• Description of the task: In the data, extract each line that holds the string "TARGET".

*** Material shown ***

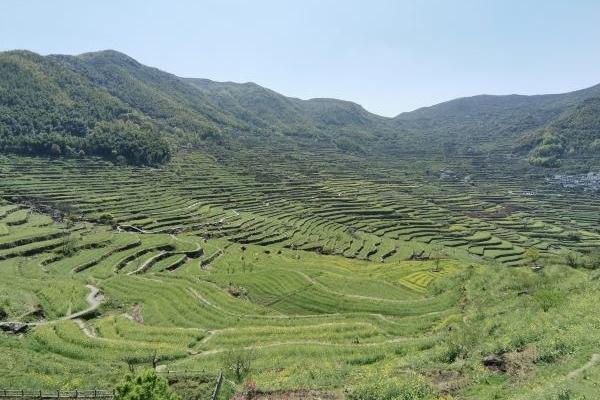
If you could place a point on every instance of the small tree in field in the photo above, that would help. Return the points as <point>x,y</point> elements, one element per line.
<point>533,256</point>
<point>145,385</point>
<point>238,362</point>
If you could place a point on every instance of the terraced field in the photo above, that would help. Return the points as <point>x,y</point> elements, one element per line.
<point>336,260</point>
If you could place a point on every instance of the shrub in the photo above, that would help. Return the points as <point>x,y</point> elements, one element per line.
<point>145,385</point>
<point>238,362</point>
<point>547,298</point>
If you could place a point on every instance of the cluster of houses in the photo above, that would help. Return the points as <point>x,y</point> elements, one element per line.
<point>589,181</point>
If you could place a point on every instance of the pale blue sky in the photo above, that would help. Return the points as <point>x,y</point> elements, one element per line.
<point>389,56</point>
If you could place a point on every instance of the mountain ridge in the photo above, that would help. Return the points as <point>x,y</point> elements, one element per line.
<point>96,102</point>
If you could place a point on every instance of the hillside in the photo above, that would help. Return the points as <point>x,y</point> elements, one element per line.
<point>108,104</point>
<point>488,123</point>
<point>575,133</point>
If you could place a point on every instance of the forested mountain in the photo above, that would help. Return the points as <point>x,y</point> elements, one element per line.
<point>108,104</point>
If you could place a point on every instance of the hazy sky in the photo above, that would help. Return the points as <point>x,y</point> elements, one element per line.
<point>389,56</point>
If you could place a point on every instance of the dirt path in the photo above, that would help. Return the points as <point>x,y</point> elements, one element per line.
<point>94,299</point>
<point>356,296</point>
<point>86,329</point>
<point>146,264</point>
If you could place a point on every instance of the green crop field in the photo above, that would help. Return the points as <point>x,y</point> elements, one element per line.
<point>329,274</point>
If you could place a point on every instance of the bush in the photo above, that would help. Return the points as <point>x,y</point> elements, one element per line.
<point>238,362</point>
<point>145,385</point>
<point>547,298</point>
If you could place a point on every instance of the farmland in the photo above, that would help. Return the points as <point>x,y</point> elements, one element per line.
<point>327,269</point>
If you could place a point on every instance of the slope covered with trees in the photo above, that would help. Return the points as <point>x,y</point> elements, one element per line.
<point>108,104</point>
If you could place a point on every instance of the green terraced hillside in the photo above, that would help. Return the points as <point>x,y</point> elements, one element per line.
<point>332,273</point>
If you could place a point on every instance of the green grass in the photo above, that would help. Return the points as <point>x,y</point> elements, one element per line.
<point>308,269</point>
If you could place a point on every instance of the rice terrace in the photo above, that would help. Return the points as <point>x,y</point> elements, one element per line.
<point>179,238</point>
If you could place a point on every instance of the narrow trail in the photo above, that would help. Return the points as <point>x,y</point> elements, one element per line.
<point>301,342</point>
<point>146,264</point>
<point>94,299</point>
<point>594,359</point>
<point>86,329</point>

***
*** Material shown ***

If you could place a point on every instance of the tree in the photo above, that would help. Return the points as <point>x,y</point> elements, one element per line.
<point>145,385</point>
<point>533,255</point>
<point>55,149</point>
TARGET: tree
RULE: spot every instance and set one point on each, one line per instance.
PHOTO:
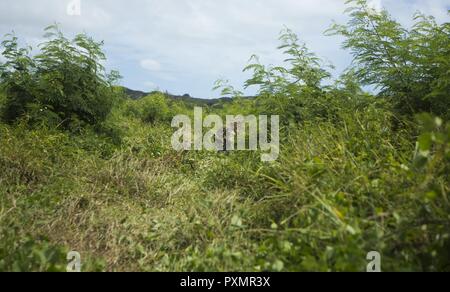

***
*** Material shown ***

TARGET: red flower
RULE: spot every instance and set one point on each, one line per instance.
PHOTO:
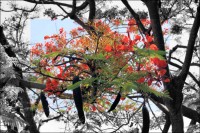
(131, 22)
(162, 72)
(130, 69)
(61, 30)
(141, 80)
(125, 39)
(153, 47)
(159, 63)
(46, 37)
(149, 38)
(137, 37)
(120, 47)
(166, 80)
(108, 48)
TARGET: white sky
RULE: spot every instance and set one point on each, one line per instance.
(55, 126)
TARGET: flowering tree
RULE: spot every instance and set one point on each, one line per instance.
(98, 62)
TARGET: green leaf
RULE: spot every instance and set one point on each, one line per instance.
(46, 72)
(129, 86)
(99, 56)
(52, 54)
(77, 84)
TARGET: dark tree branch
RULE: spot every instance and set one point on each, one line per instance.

***

• Exercise answer:
TARGET: tree
TARGET: red flower
TARGET: white sky
TARGET: flowering tree
TARGET: green leaf
TARGET: dark tree branch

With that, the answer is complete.